Reescribe como lista breve el párrafo del fragmento que empieza «Pero a pesar de su largo viaje» y conserva sus datos principales.

■ Fragmento seleccionado ■
******************************

Cada fin de semana del Día de los Caídos, cientos de nativos de las islas del Pacífico descienden al desolado Valle de la Calavera de Utah para lo que equivale a un luau de tres días en medio del desierto.
Están allí para visitar el pueblo fantasma de Iosepa y atender las tumbas de sus antepasados mormones que fundaron el asentamiento en 1889, para abandonarlo menos de 30 años después.
Muchos fueron convertidos a la Iglesia de Jesucristo de los Santos de los Últimos Días por misioneros enviados a Hawai. Los nuevos mormones viajaron desde el Pacífico hasta Utah para unirse a la Sión de la fe mormona: el Templo de Salt Lake que se estaba construyendo en Salt Lake City.
Pero a pesar de su largo viaje y su religión compartida, los polinesios fueron discriminados por la mayoría blanca y conducidos a 75 millas al suroeste de la ciudad para formar un puesto de avanzada hawaiano en el desierto. Los colonos llamaron a la ciudad Iosepa (pronunciado «Yo-see-pa»), que en hawaiano significa «José», en honor a Joseph F. Smith, el presidente de la iglesia mormona de la época.

******************************

■ Material proporcionado ■

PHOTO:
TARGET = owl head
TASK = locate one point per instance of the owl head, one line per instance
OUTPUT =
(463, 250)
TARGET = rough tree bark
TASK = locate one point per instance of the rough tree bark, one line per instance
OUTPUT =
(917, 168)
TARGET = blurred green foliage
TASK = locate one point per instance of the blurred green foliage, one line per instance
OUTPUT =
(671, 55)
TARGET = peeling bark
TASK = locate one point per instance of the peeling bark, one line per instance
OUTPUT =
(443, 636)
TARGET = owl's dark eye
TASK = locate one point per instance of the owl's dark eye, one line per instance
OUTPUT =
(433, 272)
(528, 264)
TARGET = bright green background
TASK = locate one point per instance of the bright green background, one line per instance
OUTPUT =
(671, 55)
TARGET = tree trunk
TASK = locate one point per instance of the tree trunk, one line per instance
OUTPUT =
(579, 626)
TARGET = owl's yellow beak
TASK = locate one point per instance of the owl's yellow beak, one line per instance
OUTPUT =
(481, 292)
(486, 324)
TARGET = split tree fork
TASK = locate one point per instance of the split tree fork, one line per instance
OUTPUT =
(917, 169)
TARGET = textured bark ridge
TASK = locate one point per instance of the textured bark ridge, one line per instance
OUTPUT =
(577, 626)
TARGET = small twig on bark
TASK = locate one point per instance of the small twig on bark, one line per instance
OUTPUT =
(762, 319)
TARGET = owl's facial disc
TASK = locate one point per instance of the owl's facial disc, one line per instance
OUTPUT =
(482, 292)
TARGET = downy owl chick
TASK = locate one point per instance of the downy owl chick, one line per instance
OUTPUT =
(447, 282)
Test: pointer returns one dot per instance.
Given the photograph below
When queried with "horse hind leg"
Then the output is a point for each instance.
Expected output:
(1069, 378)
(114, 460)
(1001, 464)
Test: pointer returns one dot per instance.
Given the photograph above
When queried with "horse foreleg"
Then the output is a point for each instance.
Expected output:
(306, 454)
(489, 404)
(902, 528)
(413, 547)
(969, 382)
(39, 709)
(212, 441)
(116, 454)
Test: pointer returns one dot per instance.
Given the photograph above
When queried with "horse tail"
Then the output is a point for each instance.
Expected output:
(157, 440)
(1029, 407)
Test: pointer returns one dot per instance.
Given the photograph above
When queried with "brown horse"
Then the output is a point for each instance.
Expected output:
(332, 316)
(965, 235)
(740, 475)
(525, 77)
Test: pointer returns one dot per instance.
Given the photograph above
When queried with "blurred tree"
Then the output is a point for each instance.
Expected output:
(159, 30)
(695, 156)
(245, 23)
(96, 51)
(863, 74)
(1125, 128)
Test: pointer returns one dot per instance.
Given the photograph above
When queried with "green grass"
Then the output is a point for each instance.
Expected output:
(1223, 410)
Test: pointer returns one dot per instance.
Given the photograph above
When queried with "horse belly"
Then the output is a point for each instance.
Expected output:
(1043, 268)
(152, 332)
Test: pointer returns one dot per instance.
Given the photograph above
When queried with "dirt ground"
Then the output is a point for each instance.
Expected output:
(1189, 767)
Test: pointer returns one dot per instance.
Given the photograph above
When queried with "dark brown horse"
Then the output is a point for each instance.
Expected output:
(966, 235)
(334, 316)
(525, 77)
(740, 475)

******************************

■ Respuesta ■
- Pese a su largo viaje y a compartir la religión, los polinesios fueron discriminados por la mayoría blanca.
- Los llevaron a 75 millas al suroeste de la ciudad para formar un puesto de avanzada hawaiano en el desierto.
- Los colonos llamaron a la ciudad Iosepa (pronunciado «Yo-see-pa»), que en hawaiano significa «José».
- El nombre honraba a Joseph F. Smith, presidente de la iglesia mormona en aquella época.